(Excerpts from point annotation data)
○ ○ ○ ○ ○
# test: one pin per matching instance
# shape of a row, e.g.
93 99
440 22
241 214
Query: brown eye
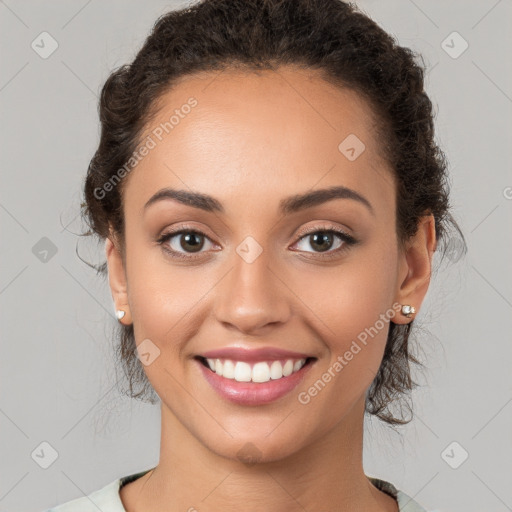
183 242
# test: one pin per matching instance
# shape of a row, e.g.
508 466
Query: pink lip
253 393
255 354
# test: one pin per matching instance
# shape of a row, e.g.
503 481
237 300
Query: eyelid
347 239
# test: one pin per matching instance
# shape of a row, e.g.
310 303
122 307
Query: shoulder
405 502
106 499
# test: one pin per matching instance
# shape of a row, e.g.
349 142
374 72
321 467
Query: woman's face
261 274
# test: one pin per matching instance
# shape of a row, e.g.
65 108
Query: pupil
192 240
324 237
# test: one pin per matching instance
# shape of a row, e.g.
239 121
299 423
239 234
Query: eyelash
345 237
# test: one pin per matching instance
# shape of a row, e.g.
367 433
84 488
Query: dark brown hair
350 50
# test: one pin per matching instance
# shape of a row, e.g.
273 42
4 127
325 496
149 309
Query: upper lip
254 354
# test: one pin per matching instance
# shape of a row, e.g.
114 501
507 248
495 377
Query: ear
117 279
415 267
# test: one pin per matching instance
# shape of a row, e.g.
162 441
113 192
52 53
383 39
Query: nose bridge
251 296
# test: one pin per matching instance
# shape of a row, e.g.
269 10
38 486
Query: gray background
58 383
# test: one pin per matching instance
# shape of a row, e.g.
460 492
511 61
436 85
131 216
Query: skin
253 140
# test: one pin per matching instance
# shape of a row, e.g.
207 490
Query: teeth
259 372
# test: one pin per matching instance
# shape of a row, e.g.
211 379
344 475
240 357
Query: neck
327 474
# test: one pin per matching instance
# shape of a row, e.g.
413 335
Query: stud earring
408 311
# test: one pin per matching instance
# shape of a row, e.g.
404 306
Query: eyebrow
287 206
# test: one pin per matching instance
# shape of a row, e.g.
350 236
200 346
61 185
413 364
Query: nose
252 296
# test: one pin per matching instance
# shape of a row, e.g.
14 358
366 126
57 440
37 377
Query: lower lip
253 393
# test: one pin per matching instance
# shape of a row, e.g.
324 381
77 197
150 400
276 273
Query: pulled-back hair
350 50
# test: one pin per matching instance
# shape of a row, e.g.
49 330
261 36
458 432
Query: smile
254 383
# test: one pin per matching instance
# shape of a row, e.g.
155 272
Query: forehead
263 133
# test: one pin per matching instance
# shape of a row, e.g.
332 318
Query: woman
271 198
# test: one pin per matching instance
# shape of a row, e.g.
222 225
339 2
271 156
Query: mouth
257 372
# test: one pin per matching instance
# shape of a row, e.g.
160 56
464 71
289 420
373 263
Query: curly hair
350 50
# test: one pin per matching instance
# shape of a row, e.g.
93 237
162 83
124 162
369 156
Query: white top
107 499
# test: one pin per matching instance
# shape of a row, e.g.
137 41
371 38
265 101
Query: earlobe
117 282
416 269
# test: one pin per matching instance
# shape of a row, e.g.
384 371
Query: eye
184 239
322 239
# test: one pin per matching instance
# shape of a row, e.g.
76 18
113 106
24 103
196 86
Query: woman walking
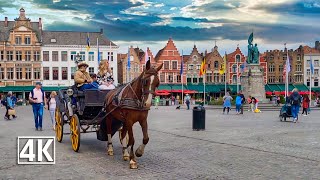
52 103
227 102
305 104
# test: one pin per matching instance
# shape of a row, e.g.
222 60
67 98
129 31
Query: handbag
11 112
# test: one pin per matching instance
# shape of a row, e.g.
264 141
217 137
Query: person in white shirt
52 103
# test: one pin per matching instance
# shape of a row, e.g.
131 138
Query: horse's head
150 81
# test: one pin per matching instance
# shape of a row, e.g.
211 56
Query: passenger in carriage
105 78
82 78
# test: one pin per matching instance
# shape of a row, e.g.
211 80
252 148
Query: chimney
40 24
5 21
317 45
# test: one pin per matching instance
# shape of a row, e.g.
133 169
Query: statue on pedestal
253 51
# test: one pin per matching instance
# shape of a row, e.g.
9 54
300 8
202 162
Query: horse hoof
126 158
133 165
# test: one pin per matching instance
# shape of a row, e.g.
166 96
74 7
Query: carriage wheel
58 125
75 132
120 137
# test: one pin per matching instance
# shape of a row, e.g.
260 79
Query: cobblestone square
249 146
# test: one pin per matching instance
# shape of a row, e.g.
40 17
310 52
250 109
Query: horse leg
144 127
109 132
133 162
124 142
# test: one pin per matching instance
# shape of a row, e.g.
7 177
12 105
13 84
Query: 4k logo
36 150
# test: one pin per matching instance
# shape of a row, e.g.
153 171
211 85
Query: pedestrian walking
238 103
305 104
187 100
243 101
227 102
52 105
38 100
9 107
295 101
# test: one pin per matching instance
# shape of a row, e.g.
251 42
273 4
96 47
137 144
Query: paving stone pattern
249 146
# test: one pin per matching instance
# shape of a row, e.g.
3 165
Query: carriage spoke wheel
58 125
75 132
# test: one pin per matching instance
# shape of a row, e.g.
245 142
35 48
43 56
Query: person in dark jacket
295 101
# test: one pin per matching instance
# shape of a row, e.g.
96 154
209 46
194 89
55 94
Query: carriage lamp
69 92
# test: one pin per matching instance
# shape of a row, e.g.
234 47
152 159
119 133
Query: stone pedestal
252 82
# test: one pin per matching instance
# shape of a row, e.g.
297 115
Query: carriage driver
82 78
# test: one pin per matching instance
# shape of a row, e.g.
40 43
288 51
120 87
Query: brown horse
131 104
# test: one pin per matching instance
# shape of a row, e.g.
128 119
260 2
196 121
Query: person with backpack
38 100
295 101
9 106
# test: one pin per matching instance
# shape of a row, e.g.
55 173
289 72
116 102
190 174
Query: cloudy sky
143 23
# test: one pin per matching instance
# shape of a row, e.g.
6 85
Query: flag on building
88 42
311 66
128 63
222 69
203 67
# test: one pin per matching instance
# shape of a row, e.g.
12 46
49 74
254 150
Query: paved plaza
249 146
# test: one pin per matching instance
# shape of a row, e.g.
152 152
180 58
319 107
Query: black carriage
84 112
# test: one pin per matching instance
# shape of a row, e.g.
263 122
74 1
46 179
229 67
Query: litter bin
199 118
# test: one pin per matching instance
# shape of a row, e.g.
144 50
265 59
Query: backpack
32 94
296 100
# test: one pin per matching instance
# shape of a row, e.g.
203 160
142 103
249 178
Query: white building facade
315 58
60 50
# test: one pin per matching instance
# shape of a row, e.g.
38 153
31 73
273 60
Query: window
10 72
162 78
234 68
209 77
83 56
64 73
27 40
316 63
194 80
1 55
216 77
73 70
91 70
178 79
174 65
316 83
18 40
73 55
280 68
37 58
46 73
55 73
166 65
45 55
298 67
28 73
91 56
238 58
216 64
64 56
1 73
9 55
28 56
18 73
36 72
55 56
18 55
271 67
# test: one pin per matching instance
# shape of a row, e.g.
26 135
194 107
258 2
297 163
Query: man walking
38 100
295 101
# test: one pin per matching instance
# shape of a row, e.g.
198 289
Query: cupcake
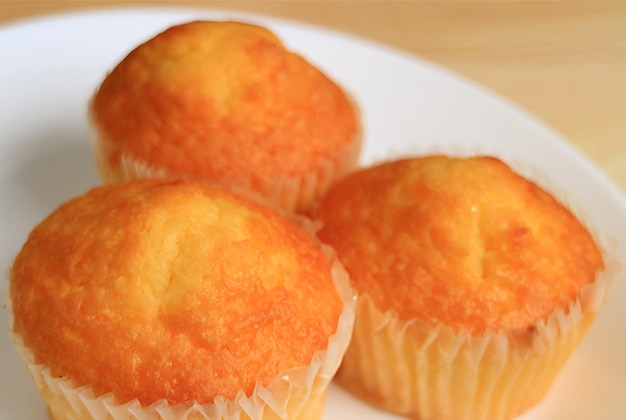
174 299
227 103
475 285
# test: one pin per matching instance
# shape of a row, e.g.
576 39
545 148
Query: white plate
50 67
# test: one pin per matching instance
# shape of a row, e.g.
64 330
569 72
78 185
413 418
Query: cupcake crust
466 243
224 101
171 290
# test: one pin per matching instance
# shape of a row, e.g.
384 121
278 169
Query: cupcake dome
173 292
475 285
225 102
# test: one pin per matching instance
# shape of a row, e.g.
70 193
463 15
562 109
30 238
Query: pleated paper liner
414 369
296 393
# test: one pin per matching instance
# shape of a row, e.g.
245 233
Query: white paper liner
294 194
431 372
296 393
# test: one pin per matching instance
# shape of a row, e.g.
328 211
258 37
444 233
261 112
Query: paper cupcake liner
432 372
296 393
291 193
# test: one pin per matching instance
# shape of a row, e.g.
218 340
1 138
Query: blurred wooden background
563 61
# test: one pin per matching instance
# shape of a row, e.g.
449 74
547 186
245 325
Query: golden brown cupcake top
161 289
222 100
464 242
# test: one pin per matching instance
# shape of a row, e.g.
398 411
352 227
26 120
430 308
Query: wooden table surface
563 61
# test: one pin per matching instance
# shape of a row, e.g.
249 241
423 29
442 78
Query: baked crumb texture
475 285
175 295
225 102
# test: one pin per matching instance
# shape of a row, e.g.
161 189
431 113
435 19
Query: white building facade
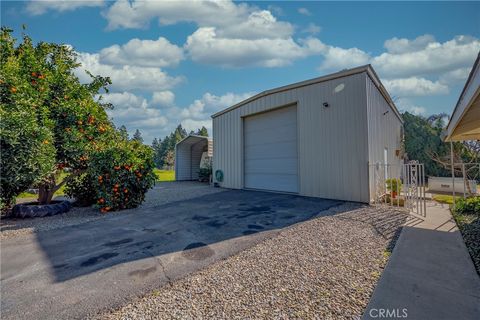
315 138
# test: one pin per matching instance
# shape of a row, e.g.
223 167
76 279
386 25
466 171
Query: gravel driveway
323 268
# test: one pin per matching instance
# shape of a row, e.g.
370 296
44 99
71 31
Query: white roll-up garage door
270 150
○ ○ ○ ○ ○
== JOB ==
Pull out each line in the records above that contains the word "woman", matching case exactly.

== SOLUTION TO THE EXERCISE ==
Query: woman's face
Query: woman
Query: woman walking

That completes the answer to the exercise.